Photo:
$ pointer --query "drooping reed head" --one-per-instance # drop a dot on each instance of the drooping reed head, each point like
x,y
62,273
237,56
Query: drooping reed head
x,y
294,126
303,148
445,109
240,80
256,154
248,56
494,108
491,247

# # # # #

**YOUR TASK**:
Above are the records; retype every one exactly.

**EXPECTED ANSWER**:
Photo:
$ pointer --query "drooping reed head" --one-per-instance # drop a dot on each instance of the drooping reed head, each point like
x,y
62,273
237,56
Query: drooping reed head
x,y
294,126
303,148
445,109
240,80
256,154
248,56
494,108
491,247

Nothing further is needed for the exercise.